◆ **TAREFAS DO EXERCÍCIO**:
1. Liste todas as pessoas individuais citadas pelo nome no texto sobre o Almanaque.
2. Resuma o texto sobre o Almanaque em duas frases.

◆ **TEXTO DE LEITURA**:
Seguindo uma cronologia, armei o texto do Almanaque com inserções de aspectos estruturais daqueles tempos, como a presença dos povos originários e as atitudes do Estado português para com eles, definidas a partir dos decretos joaninos declarando “guerra justa” e infinita aos kaingang do Rio Doce; o tráfico negreiro e a escravização de africanos e afrodescendentes, assim como algumas ruidosas explosões de rebeldia e resistência negra; questões macroeconômicas, que logo animariam os debates da Independência, das quais a abertura dos portos brasileiros às “nações amigas” é exemplo; o patriarcalismo e a situação das mulheres na sociedade; o cotidiano e a sociedade de Corte. E, claro, as coisas da política de Estado, antes e durante a Independência. Misturadas com tudo isso entram referências cruzadas à memória e às comemorações da data em outros tempos, assim como a reverberação no tempo presente de alguns dos tópicos tratados. 

O formato almanaque foi tão versátil para o cruzamento desses tempos diversos da Independência que me permitiu, por exemplo, ao falar da abertura de caça aos Kaingang, abrir para essa guerra perene, que já dura cinco séculos, reiterada por personagens como o médico teuto-brasileiro Hermann von Ihering, então diretor do Museu do Ipiranga, em São Paulo, e o engenheiro e político Paulo de Frontin; e depois pela ação da ditadura civil-militar no Brasil (1964-1985), que vitimou pelo menos 8500 indígenas, segundo dados da Comissão Nacional da Verdade; ou, ainda, a política atual do Estado brasileira, que vem legalizando a posse da terra por grileiros em terras indígenas.

O formato almanaque me permitiu falar do flagelo da escravidão, mas também das lutas de resistência como dos haussás, na Bahia, em 1814 e 1816; do pós-abolição e até do racismo estrutural persistente, manuseando desde uma imagem do viajante bávaro Johann Moritz Rugendas, os “cartões postais” do fotógrafo Cristiano Jr, a carta que o abolicionista Luís Gama enviou a seu amigo Lúcio de Mendonça em julho de 1880. E misturar tudo isso com as condições de trabalho análogo à escravidão ainda persistente entre nós, a exclusão e a violência de Estado contra os afrodescendentes, assim suas contribuições culturais, na arte e na religiosidade das matrizes africanas, do candomblé à capoeira e ao rap “Negro drama”, do Racionais MC’s, assim como as lutas antirracistas contemporâneas.

◆ **LINHAS DE DADOS**:
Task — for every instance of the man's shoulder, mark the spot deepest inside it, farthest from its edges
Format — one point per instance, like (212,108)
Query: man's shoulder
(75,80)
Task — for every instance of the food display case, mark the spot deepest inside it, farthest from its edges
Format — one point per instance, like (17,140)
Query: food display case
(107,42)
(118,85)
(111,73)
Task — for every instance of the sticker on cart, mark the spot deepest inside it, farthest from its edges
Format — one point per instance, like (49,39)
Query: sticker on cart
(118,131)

---

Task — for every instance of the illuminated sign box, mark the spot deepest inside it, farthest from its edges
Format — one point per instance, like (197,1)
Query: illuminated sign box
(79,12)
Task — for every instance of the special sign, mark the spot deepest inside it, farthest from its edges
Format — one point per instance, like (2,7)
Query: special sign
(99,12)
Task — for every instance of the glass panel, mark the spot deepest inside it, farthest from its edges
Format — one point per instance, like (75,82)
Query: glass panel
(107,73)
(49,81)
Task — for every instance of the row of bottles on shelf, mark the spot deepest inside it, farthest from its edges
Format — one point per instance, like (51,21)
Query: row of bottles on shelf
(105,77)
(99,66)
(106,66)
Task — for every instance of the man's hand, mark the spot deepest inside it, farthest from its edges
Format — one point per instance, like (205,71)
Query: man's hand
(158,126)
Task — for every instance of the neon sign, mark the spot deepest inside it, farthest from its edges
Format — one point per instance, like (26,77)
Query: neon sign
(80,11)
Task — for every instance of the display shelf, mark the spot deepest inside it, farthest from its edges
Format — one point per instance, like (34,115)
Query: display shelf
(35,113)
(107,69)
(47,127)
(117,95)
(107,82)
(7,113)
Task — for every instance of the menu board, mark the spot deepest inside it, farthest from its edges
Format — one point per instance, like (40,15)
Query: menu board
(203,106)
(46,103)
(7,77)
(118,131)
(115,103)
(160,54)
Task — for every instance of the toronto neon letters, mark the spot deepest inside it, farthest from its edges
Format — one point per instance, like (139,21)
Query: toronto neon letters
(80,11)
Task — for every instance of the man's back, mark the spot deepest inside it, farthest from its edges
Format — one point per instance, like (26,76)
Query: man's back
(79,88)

* * *

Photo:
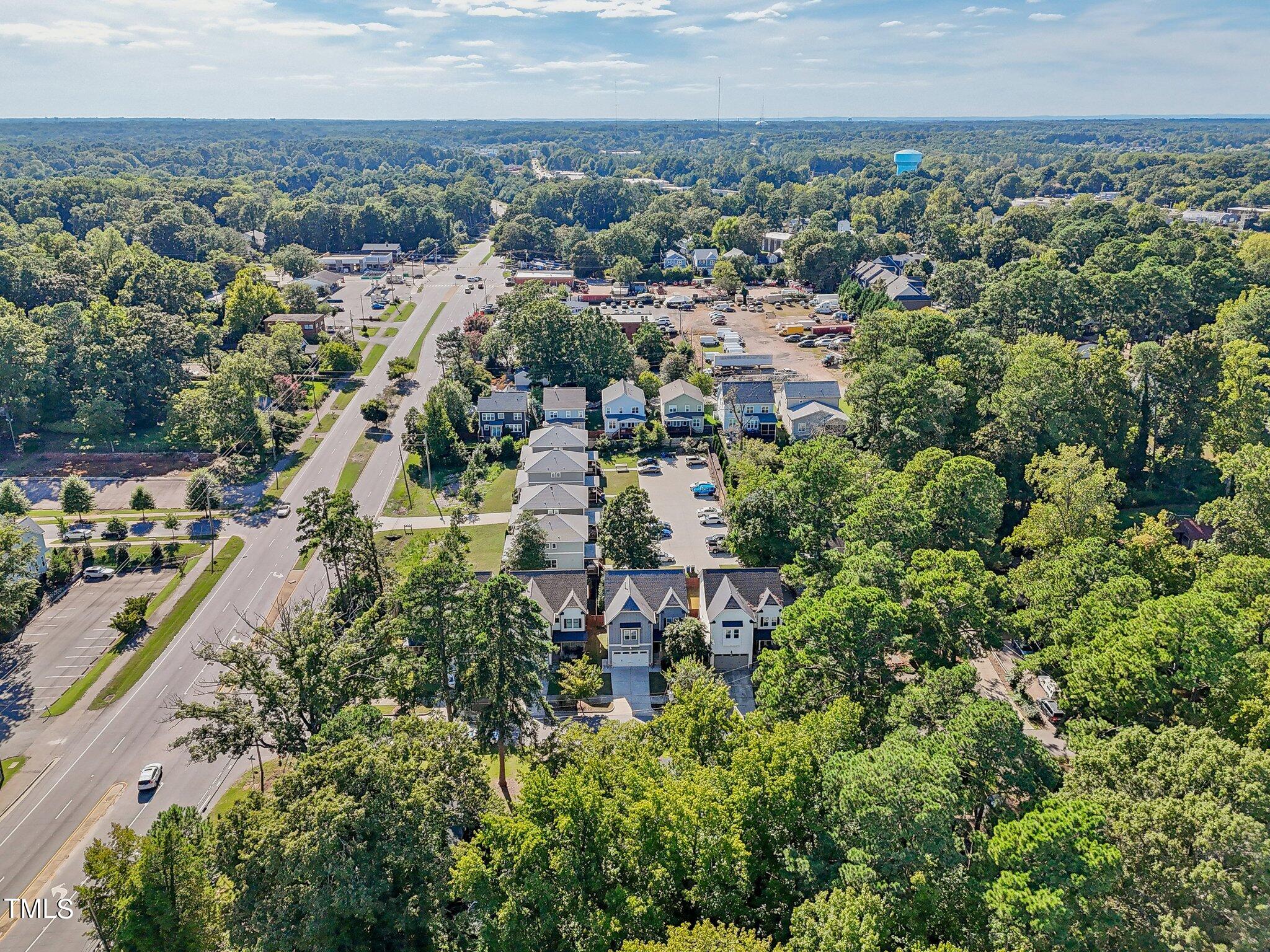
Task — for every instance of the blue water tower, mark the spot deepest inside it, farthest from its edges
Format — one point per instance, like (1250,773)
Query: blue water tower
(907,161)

◆ **RESPOSTAS POR TAREFA**:
1.
Hermann von Ihering
Paulo de Frontin
Johann Moritz Rugendas
Cristiano Jr
Luís Gama
Lúcio de Mendonça

2. O Almanaque foi montado em ordem cronológica, com inserções sobre aspectos estruturais da época, como os povos originários, a escravização de africanos e afrodescendentes, questões macroeconômicas, a situação das mulheres, o cotidiano da Corte e a política de Estado antes e durante a Independência. O formato almanaque permitiu cruzar esses temas com outros tempos, ligando a guerra contra os Kaingang à ditadura civil-militar e à política atual do Estado, e a escravidão às lutas de resistência, ao racismo estrutural e às lutas antirracistas contemporâneas.